>> begin

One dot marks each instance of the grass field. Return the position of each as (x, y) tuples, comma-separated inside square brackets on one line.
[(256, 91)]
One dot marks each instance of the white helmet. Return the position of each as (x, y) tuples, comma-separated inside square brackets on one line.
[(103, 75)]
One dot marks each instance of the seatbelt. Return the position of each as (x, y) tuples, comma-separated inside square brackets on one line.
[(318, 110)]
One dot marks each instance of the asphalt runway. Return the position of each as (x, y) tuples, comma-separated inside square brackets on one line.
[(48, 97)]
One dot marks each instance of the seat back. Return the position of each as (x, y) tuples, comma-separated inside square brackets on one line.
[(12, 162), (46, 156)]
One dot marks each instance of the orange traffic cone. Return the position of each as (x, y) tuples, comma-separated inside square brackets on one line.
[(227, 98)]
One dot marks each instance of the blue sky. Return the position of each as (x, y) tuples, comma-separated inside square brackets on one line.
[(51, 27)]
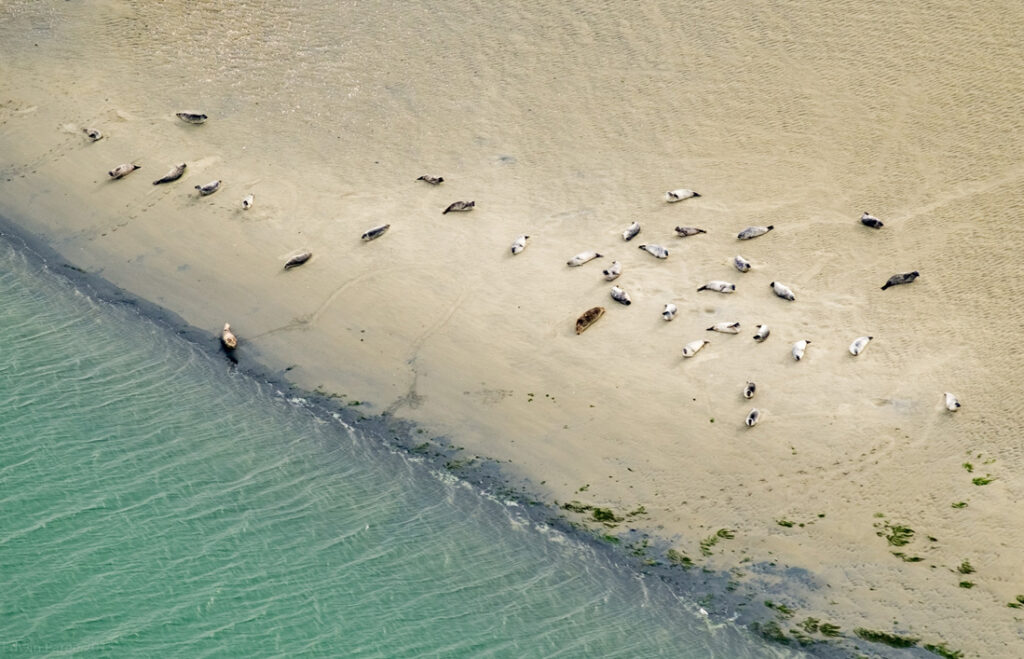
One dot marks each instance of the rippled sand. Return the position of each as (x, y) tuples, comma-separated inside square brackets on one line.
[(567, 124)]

>> end

**Exercise**
Put the items into a Markdown table with columns No. and Text, one numbered row per line and blank lines left out. Begin at the first line of the items and stop after the line that has "[(318, 110)]".

**Result**
| No. | Text |
|---|---|
| 1 | One dot marks each instance of the grass field. Return the position of each as (x, y) tuples, comma-separated inside square brackets on one line. |
| 2 | [(256, 91)] |
| 3 | One dot marks each instance of the white helmet. Return the position of each as (x, y) tuples, comma-separated inside square brackets on one line. |
| 4 | [(103, 75)] |
| 5 | One dot marks each instance of the seatbelt. Return the position of each as (x, y) tuples, comma-separated inside square brackets on one line. |
| 6 | [(318, 110)] |